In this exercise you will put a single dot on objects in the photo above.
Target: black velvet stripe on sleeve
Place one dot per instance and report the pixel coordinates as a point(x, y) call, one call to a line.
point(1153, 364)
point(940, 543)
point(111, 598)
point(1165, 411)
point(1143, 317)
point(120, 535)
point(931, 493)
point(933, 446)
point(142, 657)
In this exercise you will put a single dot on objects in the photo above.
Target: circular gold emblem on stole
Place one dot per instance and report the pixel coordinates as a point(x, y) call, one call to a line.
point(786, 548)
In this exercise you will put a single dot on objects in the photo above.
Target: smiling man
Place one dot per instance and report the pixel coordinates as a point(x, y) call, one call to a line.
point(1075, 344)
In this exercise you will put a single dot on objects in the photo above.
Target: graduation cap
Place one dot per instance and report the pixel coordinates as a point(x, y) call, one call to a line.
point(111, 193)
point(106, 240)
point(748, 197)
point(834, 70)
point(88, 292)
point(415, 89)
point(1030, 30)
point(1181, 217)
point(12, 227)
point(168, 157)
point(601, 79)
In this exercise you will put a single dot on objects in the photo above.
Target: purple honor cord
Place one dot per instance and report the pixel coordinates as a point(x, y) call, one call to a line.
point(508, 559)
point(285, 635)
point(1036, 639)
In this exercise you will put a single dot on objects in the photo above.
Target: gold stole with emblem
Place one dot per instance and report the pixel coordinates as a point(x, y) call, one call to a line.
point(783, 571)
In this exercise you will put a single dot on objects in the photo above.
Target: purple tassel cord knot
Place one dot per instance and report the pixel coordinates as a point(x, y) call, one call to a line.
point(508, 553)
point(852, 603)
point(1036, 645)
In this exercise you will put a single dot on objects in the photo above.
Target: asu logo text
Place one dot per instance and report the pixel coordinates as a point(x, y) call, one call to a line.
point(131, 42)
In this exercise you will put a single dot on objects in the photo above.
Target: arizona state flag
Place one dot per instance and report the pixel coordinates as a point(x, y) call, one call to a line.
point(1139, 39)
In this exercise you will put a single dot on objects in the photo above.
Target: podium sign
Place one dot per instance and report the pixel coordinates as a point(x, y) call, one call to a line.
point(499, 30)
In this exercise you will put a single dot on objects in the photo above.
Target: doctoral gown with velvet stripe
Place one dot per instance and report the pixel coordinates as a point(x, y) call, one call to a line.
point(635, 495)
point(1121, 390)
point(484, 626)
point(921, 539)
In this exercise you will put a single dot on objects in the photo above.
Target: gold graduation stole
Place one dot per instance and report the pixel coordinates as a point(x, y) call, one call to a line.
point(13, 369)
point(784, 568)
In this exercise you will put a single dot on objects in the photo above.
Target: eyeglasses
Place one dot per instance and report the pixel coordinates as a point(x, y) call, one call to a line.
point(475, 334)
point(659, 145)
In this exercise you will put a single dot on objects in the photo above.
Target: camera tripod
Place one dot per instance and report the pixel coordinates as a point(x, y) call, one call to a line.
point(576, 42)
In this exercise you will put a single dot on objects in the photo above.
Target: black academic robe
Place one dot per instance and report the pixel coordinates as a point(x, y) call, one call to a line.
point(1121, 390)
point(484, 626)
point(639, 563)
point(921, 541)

• • • • • • •

Your task: Convert the records above into a two-column CSV with the header instruction,points. Give each record one row, with its text under instruction and its answer under points, and put each field in double quotes with line breaks replaced by spaces.

Exercise output:
instruction,points
"In this exercise you will put a single dot on objects in the photo above. Target: black velvet stripe on sleeve Place one dot per instance and report the pixel coordinates as a point(x, y) call, one call to a line.","point(1153, 364) point(940, 543) point(111, 598) point(1165, 411) point(1143, 317) point(120, 535) point(931, 493) point(933, 446) point(142, 657)"
"In this exercise you will put a single dot on objects in the photo above. Target: circular gold emblem on stole Place one dot per instance and report the pixel coordinates as a point(x, y) call, one call to a line.","point(786, 548)"
"In this exercise you will put a single dot on objects in the photo above. Target: smiling man Place one dot per instance and report the pixel coordinates as a point(x, y) call, one call to a line.","point(1075, 344)"
"In this exercise you will put a single dot on objects in the photo above. Target: graduation cap Place one dot per instance and report the pixel coordinates as a point(x, y) call, one call to a line.","point(111, 193) point(106, 240) point(748, 197) point(834, 70) point(88, 292) point(415, 89) point(1030, 30) point(1181, 217) point(12, 227) point(168, 157) point(601, 79)"
"In this exercise you will put a single dot on objects in the photo above. Target: purple honor cord Place one dot per instance and report the pixel coordinates as a point(x, y) call, one call to a line.","point(508, 559) point(285, 635) point(1036, 639)"
"In this exercise you will put a single dot on objects in the photo above. Target: gold stole with emblem Place one dot per instance and report the pixel coordinates as a point(x, y) call, one call to a line.","point(783, 571)"
"In this exercise you will put a single dot on objects in the photo above. Target: purple tassel cord knot Place one dot per instance and report the pixel coordinates as a point(x, y) call, one call to a line.","point(508, 553) point(852, 603) point(1036, 645)"
"In this exercise you will put a single dot on objects in the photo above. Target: asu logo text Place one dot per instance and report the pixel coordinates as a point(x, y) call, one call to a line.","point(131, 42)"
"In this exercise you will put a single dot on objects in the photo above. Target: arizona state flag Place one dot per instance and report the pixel coordinates as a point(x, y) call, one call to a line.","point(1139, 39)"
"In this exercise you will put a single dot on objects in the photo above. Target: podium sign Place one dot per instance and report the pixel coordinates as a point(x, y) call, one call to a line.","point(499, 30)"
"In this exercise you will put a single dot on objects in the photo above. Target: doctoral gown with velvet stripe Place one dot per instance and report the pixel coordinates as a point(x, y) call, one call to a line.","point(635, 495) point(1121, 390) point(484, 626) point(921, 539)"
"In this exercise you will put a single dot on objects in the photo above. Target: gold graduation stole Place one dot per instance and report the pixel coordinates as a point(x, y) call, one call to a line.","point(13, 369) point(784, 568)"
"In this exercise you will put a single dot on objects in the photo above. Target: eyeglasses Place one dot per instance and report the pixel coordinates as a point(x, y) call, one call to a line.","point(475, 334) point(659, 145)"
"In this exercise you will put a single dot on objects in the photo above. Target: camera tripod Place one dot per instance and report the pixel coordinates as a point(x, y) call, one call to a line.","point(576, 42)"
"In this exercise you will put a single dot on objects in the photo above. Target: black academic robe Place one dot per instance and report the pixel coordinates as a point(x, y) call, one call to a line.","point(1121, 390) point(484, 626) point(639, 563) point(921, 541)"